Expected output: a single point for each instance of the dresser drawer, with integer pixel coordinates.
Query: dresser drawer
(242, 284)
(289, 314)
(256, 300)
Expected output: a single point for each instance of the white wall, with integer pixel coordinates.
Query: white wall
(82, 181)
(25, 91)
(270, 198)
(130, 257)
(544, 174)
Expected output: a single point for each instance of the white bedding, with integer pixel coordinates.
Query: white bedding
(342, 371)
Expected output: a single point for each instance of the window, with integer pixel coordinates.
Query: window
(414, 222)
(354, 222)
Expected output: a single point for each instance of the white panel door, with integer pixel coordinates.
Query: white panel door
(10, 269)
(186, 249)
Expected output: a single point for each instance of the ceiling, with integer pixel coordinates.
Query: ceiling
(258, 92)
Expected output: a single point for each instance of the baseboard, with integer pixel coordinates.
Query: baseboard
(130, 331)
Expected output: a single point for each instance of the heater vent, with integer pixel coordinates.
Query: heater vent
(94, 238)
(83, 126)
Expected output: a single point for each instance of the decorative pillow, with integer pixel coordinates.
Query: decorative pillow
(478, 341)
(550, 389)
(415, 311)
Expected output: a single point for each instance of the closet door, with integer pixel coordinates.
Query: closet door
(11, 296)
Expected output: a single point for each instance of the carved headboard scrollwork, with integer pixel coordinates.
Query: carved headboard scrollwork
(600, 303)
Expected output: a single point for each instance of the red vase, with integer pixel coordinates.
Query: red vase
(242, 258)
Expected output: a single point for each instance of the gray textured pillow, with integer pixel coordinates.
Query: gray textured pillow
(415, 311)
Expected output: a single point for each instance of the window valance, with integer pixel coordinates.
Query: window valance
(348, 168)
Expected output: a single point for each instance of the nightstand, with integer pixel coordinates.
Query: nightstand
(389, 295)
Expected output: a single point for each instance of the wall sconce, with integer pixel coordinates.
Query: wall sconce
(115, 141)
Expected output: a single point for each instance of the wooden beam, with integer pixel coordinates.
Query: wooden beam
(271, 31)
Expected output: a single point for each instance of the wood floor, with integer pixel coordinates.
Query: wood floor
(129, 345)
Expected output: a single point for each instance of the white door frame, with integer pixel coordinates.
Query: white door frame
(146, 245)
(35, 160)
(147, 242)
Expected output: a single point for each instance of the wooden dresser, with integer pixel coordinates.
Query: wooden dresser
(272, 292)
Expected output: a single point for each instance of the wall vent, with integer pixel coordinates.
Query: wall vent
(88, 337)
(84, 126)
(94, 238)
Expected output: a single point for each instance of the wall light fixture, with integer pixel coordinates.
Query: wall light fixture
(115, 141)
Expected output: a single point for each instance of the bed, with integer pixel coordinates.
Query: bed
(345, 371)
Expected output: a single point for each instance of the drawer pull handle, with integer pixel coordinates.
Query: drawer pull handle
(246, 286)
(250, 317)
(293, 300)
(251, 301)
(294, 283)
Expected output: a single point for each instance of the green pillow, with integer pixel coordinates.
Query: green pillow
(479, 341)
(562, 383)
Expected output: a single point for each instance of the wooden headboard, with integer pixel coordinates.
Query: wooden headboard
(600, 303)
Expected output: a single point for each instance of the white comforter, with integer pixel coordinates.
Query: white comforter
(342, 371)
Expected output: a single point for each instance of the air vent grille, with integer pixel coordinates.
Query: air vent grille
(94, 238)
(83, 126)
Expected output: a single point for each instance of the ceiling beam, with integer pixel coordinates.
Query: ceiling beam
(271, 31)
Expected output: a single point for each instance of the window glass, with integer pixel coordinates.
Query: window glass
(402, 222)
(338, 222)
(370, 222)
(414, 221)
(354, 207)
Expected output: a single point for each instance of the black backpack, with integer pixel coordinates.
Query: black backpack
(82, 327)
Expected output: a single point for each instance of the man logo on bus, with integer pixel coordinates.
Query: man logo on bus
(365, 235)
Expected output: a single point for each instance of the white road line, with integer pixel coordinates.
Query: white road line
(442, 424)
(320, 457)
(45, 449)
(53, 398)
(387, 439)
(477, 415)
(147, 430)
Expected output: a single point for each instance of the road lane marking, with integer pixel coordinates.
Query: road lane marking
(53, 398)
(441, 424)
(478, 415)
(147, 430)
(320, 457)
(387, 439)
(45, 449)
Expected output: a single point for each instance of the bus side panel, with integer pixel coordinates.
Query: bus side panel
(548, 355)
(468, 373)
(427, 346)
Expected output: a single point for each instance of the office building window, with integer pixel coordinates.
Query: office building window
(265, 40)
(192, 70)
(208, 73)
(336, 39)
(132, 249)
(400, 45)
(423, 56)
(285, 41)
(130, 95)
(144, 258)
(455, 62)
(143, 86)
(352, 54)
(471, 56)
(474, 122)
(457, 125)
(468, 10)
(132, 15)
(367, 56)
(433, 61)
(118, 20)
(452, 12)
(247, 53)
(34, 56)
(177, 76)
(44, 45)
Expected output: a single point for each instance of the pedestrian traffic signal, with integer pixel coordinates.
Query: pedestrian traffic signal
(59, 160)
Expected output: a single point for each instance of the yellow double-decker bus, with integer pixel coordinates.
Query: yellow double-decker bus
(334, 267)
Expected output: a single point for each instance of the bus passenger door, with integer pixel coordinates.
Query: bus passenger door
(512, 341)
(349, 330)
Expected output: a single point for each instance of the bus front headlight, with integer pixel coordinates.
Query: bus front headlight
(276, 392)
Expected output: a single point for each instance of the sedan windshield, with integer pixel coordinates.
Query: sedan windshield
■ ■ ■ ■
Problem statement:
Find every line in the records above that holds the word "sedan", and copy each one.

Written response:
Expected output: a single point for each instance of the sedan windshield, with integer pixel coordinates.
Query: sedan windshield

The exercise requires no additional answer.